## Document
⁂

Illiquid projects, a slump in the real estate market and poor due-diligence have all contributed to the poor returns of these funds
The brochures are designed to make you reach for the cheque-book. Glossy images of high-rises, super-luxury properties that rise like a phoenix from the ashes; they could be all yours if you bought that one instrument. Real-estate has always been a preferred investment avenue for most Indians. And buying an independent house sounds that much more wonderful. Buying several of them, of course, through an instrument called a real estate fund was a supposedly great decision. The upside? A 15-20 per cent return over three to five years. Real estate funds have long held a fancy for many high-networth individuals (HNIs), especially after property prices soared between 2003 and 2009. They were adequately ring-fenced too. In other words, the underlying securities that most of these funds intended to invest in, were secured. More of that later. In the meanwhile, things have gone horribly wrong in the real-estate segment over the past several years. Forget returns, investors in many real estate funds in India have struggled to get back even their principal amount. This is the sad reality of real estate funds in India.
A real estate fund collects money from several investors and invests in real estate projects. The investments are made either as equity or debt instruments. Most of these investments are aimed at generating a return (internal rate of return; since money is given – and projects are exited – over a period of time) of 15-25 per cent. In reality though, most of these investments turned sour for a variety of reasons over the past few years because several real estate projects across the country could not be completed on time.
The story so far
Launched in August 2010, Aditya Birla Real Estate Fund (ABREF), a six-year closed-end fund was due to mature in August 2016. It finally wound up last month, after extending its tenure by three years. In a communication to investors on August 31, 2019, the fund house stated that one of its shareholders (we presume that it’s Sun Life Financial Inc. of Canada) bought its troubled assets that the scheme wasn’t able to sell towards the end of its tenure. Of Rs 1,057 crore that the fund had collected at its launch, it returned only Rs 969 crore to investors. But as the scheme collected funds over five instalments and had been returning money over the years—as and when it managed to sell much of its real estate assets—its return was -2.66 per cent, over nearly nine years.
Things aren’t much better with many of the other funds in the category either. Three of the five real estate funds launched by Piramal Fund Management appear to be in a mess. Indiareit Scheme-IV has already extended its tenure by two years after its original closing date of June 1, 2017. Two of its investments (35 per cent of its overall initial investment) are stuck, it said in a communication sent to investors in May 2019.
Another of Piramal’s scheme, Indiareit V, which was launched in 2013, was to be redeemed on July 31, 2019. The fund has now sought the first of its two extensions, as per a communication it sent to its investors in July 2019. The scheme will now aim to close on July 31, 2020, although it is allowed to get extend the period by yet another year, according to the fund’s features. Of the 10 investments it had made, it has been able to fully exit four and partially get out of one. Its funds are stuck in the remaining five investments, including in the project of a Pune-based real estate developer, Darode Jog Developers, against which Piramal had initiated bankruptcy proceedings earlier, but is now looking for an out-of-court settlement.

⁂

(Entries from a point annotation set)
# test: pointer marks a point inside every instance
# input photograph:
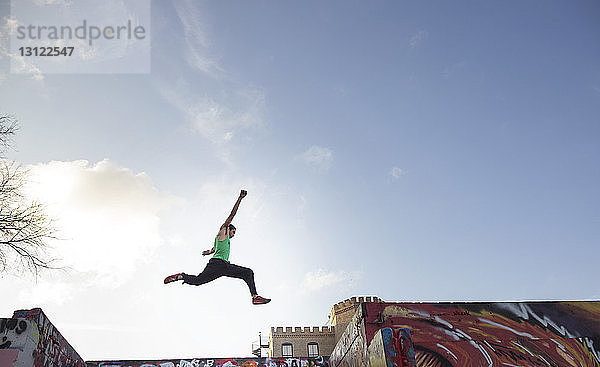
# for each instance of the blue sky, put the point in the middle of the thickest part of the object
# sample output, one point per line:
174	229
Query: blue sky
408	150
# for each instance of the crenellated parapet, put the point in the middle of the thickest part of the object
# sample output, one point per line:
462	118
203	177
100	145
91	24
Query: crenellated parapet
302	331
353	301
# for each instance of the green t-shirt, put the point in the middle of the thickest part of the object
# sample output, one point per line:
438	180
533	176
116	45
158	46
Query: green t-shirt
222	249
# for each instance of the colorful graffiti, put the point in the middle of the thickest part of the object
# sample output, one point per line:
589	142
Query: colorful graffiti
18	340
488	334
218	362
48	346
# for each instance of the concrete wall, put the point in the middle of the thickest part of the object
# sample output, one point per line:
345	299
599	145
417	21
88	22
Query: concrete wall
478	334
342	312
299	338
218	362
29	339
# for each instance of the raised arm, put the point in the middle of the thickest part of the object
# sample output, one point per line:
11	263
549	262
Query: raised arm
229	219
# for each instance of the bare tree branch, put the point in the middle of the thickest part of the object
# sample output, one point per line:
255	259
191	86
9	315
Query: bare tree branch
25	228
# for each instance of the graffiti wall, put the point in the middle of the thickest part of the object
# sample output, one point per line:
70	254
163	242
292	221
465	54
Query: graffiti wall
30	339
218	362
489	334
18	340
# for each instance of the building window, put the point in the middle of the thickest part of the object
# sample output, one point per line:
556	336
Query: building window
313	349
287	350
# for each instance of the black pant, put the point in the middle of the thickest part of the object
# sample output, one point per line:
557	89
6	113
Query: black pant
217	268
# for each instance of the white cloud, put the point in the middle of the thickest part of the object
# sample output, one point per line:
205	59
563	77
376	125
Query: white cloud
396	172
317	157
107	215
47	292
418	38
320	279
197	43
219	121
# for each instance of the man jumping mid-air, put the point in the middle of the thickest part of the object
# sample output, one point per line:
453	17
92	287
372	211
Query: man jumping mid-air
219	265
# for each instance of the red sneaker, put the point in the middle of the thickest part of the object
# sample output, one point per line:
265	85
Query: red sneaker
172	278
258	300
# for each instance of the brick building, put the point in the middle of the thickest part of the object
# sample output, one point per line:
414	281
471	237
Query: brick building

⁂

## Problem details
Please state how much money the Aditya Birla Real Estate Fund returned to investors, according to the article on real estate funds.

## Problem solution
Rs 969 crore, out of the Rs 1,057 crore it collected at launch.